The task: When a line in the listing contains the string "instance", pick it out and copy it.

Entries provided:
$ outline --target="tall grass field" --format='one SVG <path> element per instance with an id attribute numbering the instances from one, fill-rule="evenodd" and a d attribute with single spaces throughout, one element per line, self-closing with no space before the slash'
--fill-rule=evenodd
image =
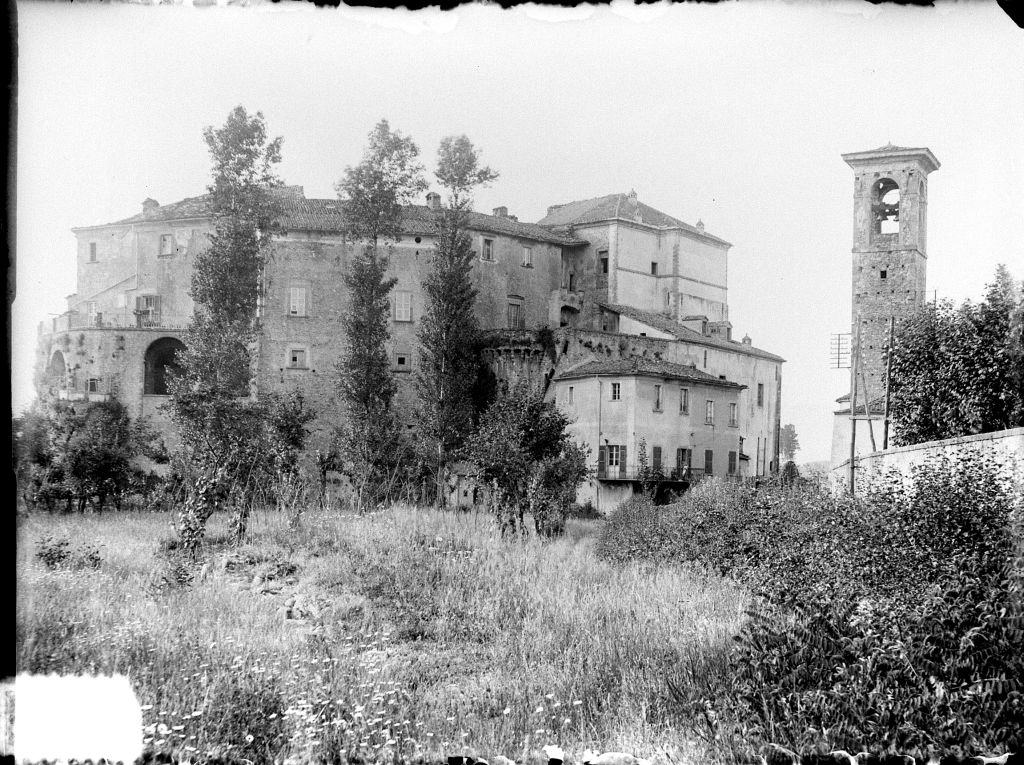
<path id="1" fill-rule="evenodd" d="M 189 565 L 165 514 L 21 518 L 19 671 L 127 674 L 147 747 L 193 762 L 702 761 L 667 678 L 739 631 L 729 580 L 609 562 L 601 521 L 541 541 L 483 514 L 265 513 L 242 545 L 227 521 Z"/>

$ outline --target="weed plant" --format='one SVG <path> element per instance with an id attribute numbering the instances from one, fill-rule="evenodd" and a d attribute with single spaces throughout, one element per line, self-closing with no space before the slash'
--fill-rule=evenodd
<path id="1" fill-rule="evenodd" d="M 670 679 L 721 759 L 792 749 L 1021 746 L 1021 472 L 973 454 L 863 496 L 704 481 L 610 519 L 606 559 L 697 564 L 757 596 L 731 650 Z"/>
<path id="2" fill-rule="evenodd" d="M 542 542 L 472 513 L 290 516 L 254 513 L 236 546 L 215 513 L 195 576 L 165 587 L 166 516 L 22 519 L 19 671 L 129 674 L 146 745 L 193 762 L 690 756 L 665 677 L 739 630 L 738 587 L 598 560 L 594 522 Z M 103 565 L 47 568 L 44 533 L 100 540 Z"/>

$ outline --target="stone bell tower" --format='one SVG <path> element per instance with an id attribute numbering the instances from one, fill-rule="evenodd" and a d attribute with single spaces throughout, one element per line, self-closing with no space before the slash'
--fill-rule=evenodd
<path id="1" fill-rule="evenodd" d="M 857 398 L 874 401 L 885 392 L 889 318 L 898 325 L 925 300 L 928 174 L 939 161 L 927 148 L 892 144 L 842 156 L 854 172 L 852 321 L 864 373 Z"/>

Problem solution:
$ outline --target="tall grass field" --format='one SVG <path> element per instance with an id attribute numbering the instances from one, fill-rule="evenodd" and a d attribute with single spaces throughout, one element per line, self-closing with no space before the slash'
$ outline --target="weed plant" --format='one SVG <path> element per instance with an id attribute numbering the instances from one, fill-rule="evenodd" and a d attribute with single spaces throughout, one element per line, self-closing with no space before the slash'
$ outline --target="stone bell tower" --format='one SVG <path> element per instance with an id attribute numbering the instances from one, fill-rule="evenodd" and a d attribute with single spaces throughout, one element per line, self-closing with no space before the slash'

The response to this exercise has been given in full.